## To do
Quote every one of the records below line for line, changing nothing.

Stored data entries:
— BEGIN —
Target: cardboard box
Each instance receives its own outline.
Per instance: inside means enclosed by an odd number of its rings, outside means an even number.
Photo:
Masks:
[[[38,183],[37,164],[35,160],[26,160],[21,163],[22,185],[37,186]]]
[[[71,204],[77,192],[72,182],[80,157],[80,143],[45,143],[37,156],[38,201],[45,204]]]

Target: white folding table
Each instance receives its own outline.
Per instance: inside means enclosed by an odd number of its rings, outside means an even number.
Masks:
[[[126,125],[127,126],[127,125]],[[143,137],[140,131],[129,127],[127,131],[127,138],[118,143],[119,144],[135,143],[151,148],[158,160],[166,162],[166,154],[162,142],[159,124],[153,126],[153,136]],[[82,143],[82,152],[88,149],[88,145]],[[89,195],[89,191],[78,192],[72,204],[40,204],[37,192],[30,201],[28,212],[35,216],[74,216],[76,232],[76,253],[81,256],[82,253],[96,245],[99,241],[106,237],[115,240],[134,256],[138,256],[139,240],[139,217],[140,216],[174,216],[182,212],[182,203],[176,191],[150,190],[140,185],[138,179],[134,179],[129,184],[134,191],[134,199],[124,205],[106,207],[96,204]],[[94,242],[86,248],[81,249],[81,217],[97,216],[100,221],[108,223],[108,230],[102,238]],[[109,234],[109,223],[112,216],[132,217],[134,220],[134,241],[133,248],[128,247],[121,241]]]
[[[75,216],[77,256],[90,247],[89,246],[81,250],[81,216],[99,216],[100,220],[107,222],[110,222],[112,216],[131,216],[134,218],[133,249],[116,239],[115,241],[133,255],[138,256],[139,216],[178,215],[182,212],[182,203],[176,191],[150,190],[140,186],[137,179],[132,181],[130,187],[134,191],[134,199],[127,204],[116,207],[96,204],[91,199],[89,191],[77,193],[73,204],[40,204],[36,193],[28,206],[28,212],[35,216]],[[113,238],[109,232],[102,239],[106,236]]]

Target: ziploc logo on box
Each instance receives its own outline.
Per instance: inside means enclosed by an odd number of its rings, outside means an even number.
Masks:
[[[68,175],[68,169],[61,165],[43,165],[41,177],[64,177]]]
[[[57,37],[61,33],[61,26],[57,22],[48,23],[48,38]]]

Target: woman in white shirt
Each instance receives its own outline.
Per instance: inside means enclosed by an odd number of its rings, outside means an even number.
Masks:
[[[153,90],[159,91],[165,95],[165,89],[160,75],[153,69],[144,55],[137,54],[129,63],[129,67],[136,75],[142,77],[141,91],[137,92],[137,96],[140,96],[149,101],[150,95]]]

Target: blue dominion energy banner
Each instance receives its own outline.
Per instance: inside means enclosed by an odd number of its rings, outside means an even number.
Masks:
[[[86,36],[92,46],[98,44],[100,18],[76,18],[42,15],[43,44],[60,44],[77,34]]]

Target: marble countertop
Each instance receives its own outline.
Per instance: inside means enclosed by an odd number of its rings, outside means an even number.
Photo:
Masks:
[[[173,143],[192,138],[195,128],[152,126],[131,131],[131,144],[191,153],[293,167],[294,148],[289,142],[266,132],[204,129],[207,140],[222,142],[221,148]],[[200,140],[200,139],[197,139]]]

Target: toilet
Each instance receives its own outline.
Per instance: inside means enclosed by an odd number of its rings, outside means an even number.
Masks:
— END —
## Full output
Target: cardboard box
Each instance receives its own outline.
Per instance: inside means enclosed by an odd number of its rings, outside means an even number.
Photo:
Masks:
[[[38,183],[37,164],[35,160],[26,160],[21,163],[22,185],[37,186]]]
[[[71,204],[77,192],[72,182],[80,157],[80,143],[45,143],[37,156],[38,201],[45,204]]]

Target: white folding table
Each instance receives its own outline.
Per instance: inside means enclosed by an odd number of its rings, outside means an even number.
Masks:
[[[126,125],[127,126],[127,125]],[[143,137],[140,131],[129,127],[127,131],[127,138],[118,143],[119,144],[135,143],[151,148],[158,160],[166,162],[166,154],[162,142],[159,124],[153,126],[153,136]],[[82,143],[82,152],[88,149],[88,145]],[[89,195],[89,191],[78,192],[72,204],[40,204],[37,192],[30,201],[28,212],[35,216],[74,216],[76,232],[76,253],[81,256],[82,253],[96,245],[99,241],[106,237],[115,240],[134,256],[138,256],[139,240],[139,217],[140,216],[174,216],[182,212],[182,203],[176,191],[150,190],[140,185],[138,179],[134,179],[129,184],[134,191],[134,199],[124,205],[106,207],[96,204]],[[94,242],[86,248],[81,249],[81,217],[97,216],[100,221],[108,223],[108,230],[102,238]],[[109,234],[109,223],[112,216],[132,217],[134,220],[134,241],[133,248],[128,247],[121,241]]]
[[[75,216],[77,256],[90,247],[89,246],[81,250],[81,216],[99,216],[100,220],[107,222],[110,222],[112,216],[131,216],[134,218],[133,249],[116,239],[115,241],[133,255],[138,256],[139,216],[178,215],[182,212],[182,203],[176,191],[150,190],[140,186],[137,179],[132,181],[130,187],[134,191],[134,199],[127,204],[116,207],[96,204],[91,199],[89,191],[77,193],[73,204],[40,204],[36,193],[28,206],[28,212],[35,216]],[[113,238],[109,232],[102,239],[106,236]]]

Target: ziploc logo on box
Each instance receives its own outline.
Per instance: inside means enclosed by an odd number of its rings, outside means an even number.
Masks:
[[[68,175],[68,169],[61,165],[43,165],[41,177],[64,177]]]
[[[57,37],[61,33],[61,26],[57,22],[48,23],[48,38]]]

Target: woman in white shirt
Each instance receives its own outline.
Per instance: inside means enclosed by an odd number of its rings, outside means an even number.
Masks:
[[[153,90],[159,91],[165,95],[165,89],[160,75],[153,69],[144,55],[137,54],[129,63],[129,67],[136,75],[142,77],[141,91],[137,92],[137,96],[140,96],[149,101],[150,95]]]

Target: blue dominion energy banner
Each instance receives its own outline.
Per instance: inside means enclosed by an odd number of its rings, outside means an even number.
Masks:
[[[86,36],[92,46],[98,44],[100,18],[76,18],[42,15],[43,44],[60,44],[77,34]]]

Target: marble countertop
Each instance receives its own outline.
Per instance: inside means enclosed by an odd number of its rings, outside means an even number.
Photo:
Masks:
[[[173,143],[192,138],[195,128],[152,126],[131,131],[131,144],[191,153],[293,167],[294,148],[289,142],[266,132],[204,129],[207,140],[222,142],[221,148]],[[200,140],[200,139],[197,139]]]

Target: toilet
Each instance receives its own outline.
Per instance: inside means enclosed by an odd number of its rings, outside means an even number.
Masks:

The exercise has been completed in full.